• Exercises to complete:
1. According to the quarterly financial discussion, how much did the Company lose from derivative transactions in the first quarter of 2014?
2. Carry on writing the quarterly financial discussion from its last sentence onward.

• Source extract:
---

Our mentoring and advisory fees are derived through EMentoring which we are now offering to our members directly in the coming year. In addition the Company has obtained Event Sponsors for specific events as well as Sponsorships from companies that wish to gain exposure to our membership base. We will continue to add some retargeted advertising in 2014, assuming we receive the additional working capital we require.
Beginning in the first quarter of 2014 the Company expanded its third party services and products offering to its members. The key attribute to be a third party provider is to have a product or serviceoffering that can provide a direct benefit to our entrepreneurial membership base. Consideration for the Company’s negotiation activities for these group discounts to our membership requires these third party providers to remit a portion of their proceeds to the Company. The Company recognizes only the cash received from these third party providers as revenues in the month received.
Operating Expenses
Our operating expenses increased by $1,281,208 to $2,428,702 for the three month period ended March 31, 2014, from $1,147,494 for the three month period ended March 31, 2013. These increases were primarily due to the increase in stock based compensation to $1,355,598 in 2014 and an increase of approximately $70,000 for legal, accounting and other filing expenditures in 2014 related to our common stock offering.
Interest Expense
Interest expense increased to $987,935 for the three month period ended March 31, 2014, compared to $168,386 for the three month period ended March 31, 2013. In the three month period ended March 31, 2014 our interest expenses included interest on notes payable we issued to meet our capital and operating requirements along with the amortization of $939,686 for the amortization of share issuance costs relating to shares issued in connection with certain of our notes payable as part of the consideration provided to lenders for such loans. These notes will be converted to equity where possible and/or will be repaid. We believe we will repay or convert into common stock all outstanding notes subject to the raising further capital and increasing revenues over the course of the next 18 months.
Derivative Loss and Loss on Conversion of Debt
The Company incurred a loss from derivative transactions during the first quarter of 2014 of $559,892, as two of our convertible notes payable had reset provision based on certain capital events which did not transpire. This is discussed more fully in Note 3 of the Company’s financial statements. There was no derivative activity in 2013.
In connection with the satisfaction of one of our notes and the conversion of the note into shares of our common stock the fair market value of the shares issued was approximately $62,000 at the time of conversion, this was approximately $49,926 in excess of the carrying value of this debt instrument, and therefore we recorded a charge during the first quarter of 2014 for loss on conversion of debt for this amount.

---

(Saved entries)
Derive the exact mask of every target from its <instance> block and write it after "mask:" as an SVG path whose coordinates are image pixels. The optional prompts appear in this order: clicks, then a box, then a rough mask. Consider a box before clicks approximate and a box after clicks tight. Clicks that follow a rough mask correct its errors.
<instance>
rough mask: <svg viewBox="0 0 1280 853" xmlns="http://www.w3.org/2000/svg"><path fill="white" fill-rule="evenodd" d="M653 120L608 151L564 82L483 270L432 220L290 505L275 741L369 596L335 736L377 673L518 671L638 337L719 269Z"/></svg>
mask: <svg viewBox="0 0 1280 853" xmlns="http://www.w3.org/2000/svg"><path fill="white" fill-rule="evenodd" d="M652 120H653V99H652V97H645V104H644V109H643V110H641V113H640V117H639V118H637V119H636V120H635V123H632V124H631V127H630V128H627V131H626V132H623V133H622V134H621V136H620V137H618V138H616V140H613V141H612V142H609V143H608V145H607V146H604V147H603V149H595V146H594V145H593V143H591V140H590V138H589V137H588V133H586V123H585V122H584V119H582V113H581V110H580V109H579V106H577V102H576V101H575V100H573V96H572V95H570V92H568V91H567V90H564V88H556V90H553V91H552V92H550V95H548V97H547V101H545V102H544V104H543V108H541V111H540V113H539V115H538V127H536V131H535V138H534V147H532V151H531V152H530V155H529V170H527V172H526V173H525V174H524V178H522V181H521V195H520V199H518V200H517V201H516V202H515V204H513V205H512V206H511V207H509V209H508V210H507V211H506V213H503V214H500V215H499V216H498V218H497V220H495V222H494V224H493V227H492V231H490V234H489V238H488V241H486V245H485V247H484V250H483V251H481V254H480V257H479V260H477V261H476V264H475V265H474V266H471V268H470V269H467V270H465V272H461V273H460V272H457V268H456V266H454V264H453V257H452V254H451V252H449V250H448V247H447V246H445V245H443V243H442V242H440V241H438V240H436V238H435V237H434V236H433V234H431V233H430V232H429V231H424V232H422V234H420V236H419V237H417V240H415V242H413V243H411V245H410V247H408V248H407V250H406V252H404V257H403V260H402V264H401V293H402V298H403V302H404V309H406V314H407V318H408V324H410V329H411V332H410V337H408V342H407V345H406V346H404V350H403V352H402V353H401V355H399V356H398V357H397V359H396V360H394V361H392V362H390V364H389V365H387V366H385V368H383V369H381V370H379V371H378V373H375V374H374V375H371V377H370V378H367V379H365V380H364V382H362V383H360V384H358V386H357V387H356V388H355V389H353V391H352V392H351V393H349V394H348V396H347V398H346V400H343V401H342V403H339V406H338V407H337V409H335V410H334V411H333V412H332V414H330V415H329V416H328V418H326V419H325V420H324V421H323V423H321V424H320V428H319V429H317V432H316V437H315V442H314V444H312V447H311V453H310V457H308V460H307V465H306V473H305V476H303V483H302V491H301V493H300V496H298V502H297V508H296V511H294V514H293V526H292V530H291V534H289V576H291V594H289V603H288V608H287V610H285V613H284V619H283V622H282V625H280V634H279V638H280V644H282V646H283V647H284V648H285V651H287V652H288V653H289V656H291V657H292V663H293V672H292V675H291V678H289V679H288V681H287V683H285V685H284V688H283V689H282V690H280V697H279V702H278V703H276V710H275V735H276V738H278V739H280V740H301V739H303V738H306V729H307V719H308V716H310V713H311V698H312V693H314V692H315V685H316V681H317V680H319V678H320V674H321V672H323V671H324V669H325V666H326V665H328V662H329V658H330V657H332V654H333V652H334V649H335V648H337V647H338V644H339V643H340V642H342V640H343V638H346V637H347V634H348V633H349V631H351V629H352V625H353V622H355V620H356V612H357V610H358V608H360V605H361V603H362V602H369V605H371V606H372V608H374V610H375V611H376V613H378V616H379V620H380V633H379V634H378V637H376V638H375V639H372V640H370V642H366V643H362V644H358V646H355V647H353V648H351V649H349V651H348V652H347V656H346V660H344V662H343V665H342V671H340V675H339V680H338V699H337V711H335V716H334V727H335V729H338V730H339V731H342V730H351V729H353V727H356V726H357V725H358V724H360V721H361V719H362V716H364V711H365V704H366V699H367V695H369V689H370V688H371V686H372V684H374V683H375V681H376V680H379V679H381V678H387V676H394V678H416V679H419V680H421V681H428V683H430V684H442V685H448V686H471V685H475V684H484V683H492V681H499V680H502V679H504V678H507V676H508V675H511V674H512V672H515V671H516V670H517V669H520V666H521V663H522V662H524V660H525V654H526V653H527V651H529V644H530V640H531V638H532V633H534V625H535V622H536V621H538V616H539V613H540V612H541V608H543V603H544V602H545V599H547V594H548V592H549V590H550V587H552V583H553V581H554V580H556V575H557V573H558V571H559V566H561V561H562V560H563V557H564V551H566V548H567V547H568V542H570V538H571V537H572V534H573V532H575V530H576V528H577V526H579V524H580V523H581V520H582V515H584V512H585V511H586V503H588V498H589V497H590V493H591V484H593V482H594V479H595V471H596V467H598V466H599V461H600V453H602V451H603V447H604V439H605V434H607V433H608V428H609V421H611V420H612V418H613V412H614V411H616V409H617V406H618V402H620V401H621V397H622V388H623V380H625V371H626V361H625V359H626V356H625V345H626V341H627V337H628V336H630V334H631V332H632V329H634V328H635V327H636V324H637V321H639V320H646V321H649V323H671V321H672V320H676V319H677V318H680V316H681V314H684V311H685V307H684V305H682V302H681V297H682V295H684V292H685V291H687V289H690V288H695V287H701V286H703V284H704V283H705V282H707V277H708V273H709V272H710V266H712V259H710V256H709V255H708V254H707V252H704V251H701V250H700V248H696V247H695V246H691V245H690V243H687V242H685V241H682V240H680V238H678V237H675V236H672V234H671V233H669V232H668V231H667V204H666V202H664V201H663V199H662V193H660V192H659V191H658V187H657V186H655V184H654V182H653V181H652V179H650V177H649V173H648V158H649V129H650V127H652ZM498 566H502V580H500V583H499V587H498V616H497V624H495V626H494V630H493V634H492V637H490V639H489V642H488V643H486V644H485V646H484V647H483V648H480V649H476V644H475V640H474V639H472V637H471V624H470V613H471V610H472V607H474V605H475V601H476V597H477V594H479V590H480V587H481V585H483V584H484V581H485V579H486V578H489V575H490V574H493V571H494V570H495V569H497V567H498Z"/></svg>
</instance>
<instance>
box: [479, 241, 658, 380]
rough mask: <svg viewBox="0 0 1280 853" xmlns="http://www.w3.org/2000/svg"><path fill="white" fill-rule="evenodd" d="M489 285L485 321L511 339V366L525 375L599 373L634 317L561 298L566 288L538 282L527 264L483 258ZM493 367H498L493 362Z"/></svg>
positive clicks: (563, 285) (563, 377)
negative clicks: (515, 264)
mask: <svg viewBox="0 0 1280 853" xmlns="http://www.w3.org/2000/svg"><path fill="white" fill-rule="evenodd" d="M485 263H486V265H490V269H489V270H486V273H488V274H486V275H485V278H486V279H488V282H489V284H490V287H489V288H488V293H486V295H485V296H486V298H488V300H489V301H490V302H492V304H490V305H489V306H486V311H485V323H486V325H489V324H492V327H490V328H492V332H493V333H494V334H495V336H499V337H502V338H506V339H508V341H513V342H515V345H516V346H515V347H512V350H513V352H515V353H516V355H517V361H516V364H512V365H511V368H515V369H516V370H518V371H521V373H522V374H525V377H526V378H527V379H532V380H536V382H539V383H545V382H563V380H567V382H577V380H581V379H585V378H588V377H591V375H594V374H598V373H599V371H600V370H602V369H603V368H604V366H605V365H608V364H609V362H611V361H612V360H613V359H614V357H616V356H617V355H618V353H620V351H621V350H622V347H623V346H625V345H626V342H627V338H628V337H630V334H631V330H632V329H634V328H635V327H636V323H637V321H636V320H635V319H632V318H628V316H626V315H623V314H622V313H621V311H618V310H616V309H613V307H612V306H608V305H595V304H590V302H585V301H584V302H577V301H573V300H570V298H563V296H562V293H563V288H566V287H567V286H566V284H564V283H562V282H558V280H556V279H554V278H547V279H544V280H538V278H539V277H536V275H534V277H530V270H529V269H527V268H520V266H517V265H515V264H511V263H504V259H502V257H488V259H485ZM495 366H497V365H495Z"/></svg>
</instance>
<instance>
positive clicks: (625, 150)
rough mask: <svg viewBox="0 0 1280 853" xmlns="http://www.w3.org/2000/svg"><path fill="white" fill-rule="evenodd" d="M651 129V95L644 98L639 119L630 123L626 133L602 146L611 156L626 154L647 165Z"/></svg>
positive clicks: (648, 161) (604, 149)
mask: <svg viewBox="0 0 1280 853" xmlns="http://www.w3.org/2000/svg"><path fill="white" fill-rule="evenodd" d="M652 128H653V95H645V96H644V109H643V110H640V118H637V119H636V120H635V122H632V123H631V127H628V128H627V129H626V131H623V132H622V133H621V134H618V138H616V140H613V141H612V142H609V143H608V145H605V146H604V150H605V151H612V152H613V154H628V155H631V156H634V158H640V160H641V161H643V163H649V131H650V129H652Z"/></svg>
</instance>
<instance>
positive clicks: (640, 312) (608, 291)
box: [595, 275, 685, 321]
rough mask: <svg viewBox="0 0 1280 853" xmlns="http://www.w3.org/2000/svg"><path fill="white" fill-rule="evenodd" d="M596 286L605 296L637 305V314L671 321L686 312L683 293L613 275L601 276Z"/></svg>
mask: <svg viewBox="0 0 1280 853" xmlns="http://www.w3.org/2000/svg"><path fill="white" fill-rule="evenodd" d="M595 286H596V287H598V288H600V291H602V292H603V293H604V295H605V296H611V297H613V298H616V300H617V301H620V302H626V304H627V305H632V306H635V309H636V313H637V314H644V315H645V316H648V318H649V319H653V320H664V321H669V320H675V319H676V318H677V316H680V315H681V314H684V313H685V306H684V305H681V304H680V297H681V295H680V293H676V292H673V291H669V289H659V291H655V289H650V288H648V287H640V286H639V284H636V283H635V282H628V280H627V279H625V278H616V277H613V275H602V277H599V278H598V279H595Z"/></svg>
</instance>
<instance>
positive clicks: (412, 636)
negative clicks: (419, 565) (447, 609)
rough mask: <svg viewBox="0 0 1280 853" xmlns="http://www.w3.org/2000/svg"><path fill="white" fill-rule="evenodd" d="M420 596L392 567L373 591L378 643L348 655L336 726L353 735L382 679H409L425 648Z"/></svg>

---

• Answers to the exercises:
1. $559,892

2.
Net loss
Our net loss increased to $3,909,910 from $1,127,118, for the three month period ended March 31, 2014 compared to March 31, 2013. The increase in net loss compared to the prior year period is primarily a result of an increase in stock based compensation and amortization of debt discount associated with share issuance costs relating to shares issued in connection with certain of our notes payable as part of the consideration provided to lenders for such loans, as described above. As we grow we need to continue to attract top-notch personnel, this increases our payroll costs to compensate for these additional employees and the use of our equities securities as compensation has helped reduce the demand for cash to secure the employment of key personnel, which increases our operating expenses and consequently our net loss.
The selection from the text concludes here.